DOCUMENT EXTRACT →
-*-*-

Bumping this thread...I'am a die hard LV lover and have several of their bags.  So far, I have had no problems with their quality and I've been using LV for about 20 years now.  Yes, the newer bags in the last 10 years or so seem to have had some quality problems, but I haven't experienced any personally.  I take very good care of my bags though and never set them on floors, touch them with dirty hands, etc.  I have canvas and leather LV and I prefer the canvas...much lighter and more durable.  I also have had MK bags for about 5 years now and love them also.  I only have bags from the Astor line, but I have never had any problems with them either.  The leather seems to be of good quality, the stitching is durable, the hardware is solid.  I love LV for the classic, timeless look they portray and I love MK for the funkier, edgy look and color options.  I wouldn't give up either brand, but to compare is impossible.  LV is a high end luxury status brand and MK more contemporary...its like comparing a Lexus to a KIA...both are great, well made cars, but one just conveys a richer lifestyle than the other!


----------



## nessie805

bunnches said:
			
		

> Bumping this thread...I'am a die hard LV lover and have several of their bags.  So far, I have had no problems with their quality and I've been using LV for about 20 years now.  Yes, the newer bags in the last 10 years or so seem to have had some quality problems, but I haven't experienced any personally.  I take very good care of my bags though and never set them on floors, touch them with dirty hands, etc.  I have canvas and leather LV and I prefer the canvas...much lighter and more durable.  I also have had MK bags for about 5 years now and love them also.  I only have bags from the Astor line, but I have never had any problems with them either.  The leather seems to be of good quality, the stitching is durable, the hardware is solid.  I love LV for the classic, timeless look they portray and I love MK for the funkier, edgy look and color options.  I wouldn't give up either brand, but to compare is impossible.  LV is a high end luxury status brand and MK more contemporary...its like comparing a Lexus to a KIA...both are great, well made cars, but one just conveys a richer lifestyle than the other!



Well Said! I just made my first MK purches the patent bordeaux zip wallet an its Amazing! I love the plate in te front an holds well like my LV ZCP  of course the MK holds more. If i compared to Vernis Zippy id say MK is alil longer (not by much) but no real difference an Im still Satisfied with the Quality. I also hope to Make a Future MK purches later down the road for variety as i just got into handbags not that long.

-*-*-

[Bounding-box records]
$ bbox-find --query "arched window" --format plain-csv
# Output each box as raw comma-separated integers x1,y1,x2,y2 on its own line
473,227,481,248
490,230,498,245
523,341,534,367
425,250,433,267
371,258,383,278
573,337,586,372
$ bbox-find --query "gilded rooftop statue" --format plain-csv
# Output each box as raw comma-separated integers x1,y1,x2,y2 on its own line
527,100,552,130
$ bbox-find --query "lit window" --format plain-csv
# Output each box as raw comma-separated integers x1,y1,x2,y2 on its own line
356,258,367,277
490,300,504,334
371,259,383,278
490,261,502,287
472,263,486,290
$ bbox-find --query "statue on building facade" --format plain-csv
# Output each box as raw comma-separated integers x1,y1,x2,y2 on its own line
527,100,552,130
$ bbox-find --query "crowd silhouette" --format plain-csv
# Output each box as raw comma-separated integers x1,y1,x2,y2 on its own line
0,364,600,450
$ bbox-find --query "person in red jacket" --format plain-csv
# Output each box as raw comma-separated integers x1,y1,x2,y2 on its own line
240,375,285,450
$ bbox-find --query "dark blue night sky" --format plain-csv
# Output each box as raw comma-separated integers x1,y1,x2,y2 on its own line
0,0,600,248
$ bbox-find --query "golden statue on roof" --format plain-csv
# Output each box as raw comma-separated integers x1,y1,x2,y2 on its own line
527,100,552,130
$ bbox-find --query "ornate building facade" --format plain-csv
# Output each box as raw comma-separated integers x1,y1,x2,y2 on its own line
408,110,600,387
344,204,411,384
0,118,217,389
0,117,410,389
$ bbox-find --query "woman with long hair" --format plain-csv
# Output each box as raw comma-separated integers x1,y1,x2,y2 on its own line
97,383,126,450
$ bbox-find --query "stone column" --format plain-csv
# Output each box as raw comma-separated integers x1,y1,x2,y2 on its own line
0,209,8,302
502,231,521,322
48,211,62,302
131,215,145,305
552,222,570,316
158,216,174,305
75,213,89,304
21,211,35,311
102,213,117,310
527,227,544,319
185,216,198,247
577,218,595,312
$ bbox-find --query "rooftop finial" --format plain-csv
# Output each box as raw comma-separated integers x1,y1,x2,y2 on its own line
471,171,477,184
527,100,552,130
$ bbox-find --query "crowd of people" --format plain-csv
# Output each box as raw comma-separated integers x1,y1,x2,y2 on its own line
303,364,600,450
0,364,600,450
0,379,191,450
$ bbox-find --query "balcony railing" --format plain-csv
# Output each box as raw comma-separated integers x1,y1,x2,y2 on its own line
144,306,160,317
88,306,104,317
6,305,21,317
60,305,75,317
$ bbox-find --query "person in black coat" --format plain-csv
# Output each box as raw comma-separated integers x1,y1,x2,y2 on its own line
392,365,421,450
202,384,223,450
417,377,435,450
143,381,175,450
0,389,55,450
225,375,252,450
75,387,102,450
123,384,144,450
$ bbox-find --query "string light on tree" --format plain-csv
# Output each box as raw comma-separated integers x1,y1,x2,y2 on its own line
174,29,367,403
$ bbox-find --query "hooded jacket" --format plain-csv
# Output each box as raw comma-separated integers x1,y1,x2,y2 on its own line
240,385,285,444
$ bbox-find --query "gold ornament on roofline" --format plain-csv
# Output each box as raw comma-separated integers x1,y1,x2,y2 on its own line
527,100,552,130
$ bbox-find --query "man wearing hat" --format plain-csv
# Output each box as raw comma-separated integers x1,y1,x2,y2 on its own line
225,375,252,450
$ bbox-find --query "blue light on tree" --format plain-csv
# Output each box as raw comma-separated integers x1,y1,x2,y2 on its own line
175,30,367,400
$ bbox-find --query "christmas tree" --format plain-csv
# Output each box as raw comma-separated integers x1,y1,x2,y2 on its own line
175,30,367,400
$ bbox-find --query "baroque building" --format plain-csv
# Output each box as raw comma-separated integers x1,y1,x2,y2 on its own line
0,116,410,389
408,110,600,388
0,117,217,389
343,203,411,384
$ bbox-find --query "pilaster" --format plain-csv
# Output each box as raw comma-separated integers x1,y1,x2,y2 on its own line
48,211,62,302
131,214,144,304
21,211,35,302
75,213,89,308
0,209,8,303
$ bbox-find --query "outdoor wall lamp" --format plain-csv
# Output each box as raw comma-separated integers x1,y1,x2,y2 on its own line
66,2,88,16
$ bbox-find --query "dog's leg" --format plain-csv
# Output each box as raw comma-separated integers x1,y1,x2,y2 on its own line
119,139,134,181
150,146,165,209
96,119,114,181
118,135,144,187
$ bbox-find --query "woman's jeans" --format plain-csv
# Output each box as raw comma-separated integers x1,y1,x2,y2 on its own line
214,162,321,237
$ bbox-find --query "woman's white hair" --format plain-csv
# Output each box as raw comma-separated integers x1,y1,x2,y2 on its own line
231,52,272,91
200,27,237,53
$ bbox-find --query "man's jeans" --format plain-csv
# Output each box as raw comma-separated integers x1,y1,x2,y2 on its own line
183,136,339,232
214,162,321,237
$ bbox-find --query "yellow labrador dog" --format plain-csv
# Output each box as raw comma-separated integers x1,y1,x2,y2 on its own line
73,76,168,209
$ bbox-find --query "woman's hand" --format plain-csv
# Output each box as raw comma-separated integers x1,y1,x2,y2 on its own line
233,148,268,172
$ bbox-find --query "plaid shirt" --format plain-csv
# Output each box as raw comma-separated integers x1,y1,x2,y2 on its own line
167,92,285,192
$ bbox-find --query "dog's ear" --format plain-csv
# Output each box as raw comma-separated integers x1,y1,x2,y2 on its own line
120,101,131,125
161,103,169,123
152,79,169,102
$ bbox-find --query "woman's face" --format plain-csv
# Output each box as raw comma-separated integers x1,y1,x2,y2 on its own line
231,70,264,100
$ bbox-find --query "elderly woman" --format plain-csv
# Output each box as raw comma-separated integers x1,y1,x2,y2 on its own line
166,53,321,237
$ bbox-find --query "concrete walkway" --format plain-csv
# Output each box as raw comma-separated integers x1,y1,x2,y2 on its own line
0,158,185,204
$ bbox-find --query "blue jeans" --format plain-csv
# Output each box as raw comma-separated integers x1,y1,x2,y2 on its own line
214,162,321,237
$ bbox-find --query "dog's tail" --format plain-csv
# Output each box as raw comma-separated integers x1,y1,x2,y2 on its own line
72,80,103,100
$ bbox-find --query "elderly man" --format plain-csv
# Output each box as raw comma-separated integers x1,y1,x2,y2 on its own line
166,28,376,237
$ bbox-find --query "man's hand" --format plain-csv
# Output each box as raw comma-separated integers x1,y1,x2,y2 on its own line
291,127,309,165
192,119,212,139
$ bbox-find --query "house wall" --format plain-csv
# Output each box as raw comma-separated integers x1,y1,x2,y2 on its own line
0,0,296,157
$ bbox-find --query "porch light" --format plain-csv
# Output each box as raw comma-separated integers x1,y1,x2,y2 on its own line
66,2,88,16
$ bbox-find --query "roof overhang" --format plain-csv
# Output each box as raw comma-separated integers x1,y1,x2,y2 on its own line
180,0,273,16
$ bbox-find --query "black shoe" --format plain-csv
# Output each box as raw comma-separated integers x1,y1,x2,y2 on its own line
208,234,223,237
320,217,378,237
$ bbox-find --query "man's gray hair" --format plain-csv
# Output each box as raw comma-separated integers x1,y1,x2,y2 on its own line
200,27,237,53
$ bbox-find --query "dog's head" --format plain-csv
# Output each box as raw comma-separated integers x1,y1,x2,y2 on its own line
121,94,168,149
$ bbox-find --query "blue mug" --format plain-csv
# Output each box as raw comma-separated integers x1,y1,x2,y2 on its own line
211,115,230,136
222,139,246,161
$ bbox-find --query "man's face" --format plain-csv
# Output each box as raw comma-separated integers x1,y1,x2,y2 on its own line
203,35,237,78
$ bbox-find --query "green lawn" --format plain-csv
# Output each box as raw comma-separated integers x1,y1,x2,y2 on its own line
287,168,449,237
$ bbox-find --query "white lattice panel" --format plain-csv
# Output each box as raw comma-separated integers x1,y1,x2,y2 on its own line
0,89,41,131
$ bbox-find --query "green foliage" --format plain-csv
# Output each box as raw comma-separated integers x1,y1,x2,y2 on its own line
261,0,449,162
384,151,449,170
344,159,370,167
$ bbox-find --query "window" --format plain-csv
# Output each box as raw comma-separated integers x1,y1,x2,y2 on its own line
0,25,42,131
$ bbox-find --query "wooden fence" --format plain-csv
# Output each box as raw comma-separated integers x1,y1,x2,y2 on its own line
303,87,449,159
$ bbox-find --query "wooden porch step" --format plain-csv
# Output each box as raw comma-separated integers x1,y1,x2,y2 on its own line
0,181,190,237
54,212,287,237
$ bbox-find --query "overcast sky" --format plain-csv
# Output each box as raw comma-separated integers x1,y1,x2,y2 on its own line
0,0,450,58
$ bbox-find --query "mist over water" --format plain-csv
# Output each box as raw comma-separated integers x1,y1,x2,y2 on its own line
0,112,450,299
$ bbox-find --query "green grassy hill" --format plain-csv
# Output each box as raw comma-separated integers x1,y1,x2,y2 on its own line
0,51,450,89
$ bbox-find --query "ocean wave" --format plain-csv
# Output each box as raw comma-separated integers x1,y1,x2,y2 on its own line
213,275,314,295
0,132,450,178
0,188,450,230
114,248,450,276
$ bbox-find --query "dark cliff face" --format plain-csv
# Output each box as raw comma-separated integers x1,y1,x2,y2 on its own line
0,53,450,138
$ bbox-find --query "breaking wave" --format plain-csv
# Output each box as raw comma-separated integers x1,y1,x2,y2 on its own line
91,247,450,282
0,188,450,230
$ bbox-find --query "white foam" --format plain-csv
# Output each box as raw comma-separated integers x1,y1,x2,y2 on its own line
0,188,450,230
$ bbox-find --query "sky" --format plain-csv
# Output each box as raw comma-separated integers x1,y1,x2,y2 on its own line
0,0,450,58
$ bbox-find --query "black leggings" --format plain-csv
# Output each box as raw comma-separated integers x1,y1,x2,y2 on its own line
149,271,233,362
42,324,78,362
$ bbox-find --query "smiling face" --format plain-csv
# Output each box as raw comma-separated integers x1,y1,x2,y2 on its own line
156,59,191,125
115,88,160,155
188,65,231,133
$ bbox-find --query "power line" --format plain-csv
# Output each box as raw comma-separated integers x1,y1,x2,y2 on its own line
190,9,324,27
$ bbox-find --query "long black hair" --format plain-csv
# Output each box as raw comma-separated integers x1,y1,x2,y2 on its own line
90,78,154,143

-*-*-

TASKS AND EXERCISES →
a) In the handbag thread, why does the poster who has used LV for about 20 years prefer the canvas LV bags to the leather ones? Answer in one to three sentences.
b) Reproduce word for word the part of the handbag thread that opens with the words containing "Well Said! I" and closes with "not that long.".

TASK-BY-TASK ANSWERS →
a) The poster prefers the canvas because it is much lighter and more durable.

b)
Well Said! I just made my first MK purches the patent bordeaux zip wallet an its Amazing! I love the plate in te front an holds well like my LV ZCP  of course the MK holds more. If i compared to Vernis Zippy id say MK is alil longer (not by much) but no real difference an Im still Satisfied with the Quality. I also hope to Make a Future MK purches later down the road for variety as i just got into handbags not that long.